* _Данные_:
>>>

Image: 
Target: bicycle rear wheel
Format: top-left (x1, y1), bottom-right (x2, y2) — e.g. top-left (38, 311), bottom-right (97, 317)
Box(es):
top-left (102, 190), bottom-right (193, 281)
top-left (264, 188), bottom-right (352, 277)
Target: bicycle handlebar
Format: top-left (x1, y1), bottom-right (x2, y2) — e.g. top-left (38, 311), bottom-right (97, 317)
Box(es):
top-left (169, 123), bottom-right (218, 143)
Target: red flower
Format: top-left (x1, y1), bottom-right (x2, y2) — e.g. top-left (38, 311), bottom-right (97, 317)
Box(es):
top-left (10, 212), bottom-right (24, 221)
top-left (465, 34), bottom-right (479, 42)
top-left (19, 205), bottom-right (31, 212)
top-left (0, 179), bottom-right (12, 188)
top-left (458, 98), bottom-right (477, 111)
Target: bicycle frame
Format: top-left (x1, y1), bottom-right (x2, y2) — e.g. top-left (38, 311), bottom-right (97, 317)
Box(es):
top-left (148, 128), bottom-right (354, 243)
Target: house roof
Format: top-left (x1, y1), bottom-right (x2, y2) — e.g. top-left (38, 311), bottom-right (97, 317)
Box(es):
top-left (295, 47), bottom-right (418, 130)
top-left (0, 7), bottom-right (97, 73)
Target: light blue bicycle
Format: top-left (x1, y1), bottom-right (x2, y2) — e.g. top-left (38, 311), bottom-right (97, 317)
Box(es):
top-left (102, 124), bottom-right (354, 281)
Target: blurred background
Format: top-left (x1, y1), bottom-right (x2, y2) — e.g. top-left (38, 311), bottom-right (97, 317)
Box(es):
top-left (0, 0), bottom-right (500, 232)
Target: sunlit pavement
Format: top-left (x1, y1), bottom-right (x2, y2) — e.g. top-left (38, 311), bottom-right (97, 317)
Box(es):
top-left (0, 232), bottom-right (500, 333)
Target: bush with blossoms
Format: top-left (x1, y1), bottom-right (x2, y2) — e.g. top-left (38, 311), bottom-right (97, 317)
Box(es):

<<<

* _Задание_: Перепишите строки списка от строки с "Target: bicycle frame" до строки с "top-left (0, 7), bottom-right (97, 73)" включительно, вместе с запросами, и увеличьте каждую координату рамок на 130. Числа в образцах формата оставьте без изменений.

* _Правильный ответ_:
Target: bicycle frame
Format: top-left (x1, y1), bottom-right (x2, y2) — e.g. top-left (38, 311), bottom-right (97, 317)
Box(es):
top-left (278, 258), bottom-right (484, 373)
Target: house roof
Format: top-left (x1, y1), bottom-right (x2, y2) — e.g. top-left (38, 311), bottom-right (97, 317)
Box(es):
top-left (425, 177), bottom-right (548, 260)
top-left (130, 137), bottom-right (227, 203)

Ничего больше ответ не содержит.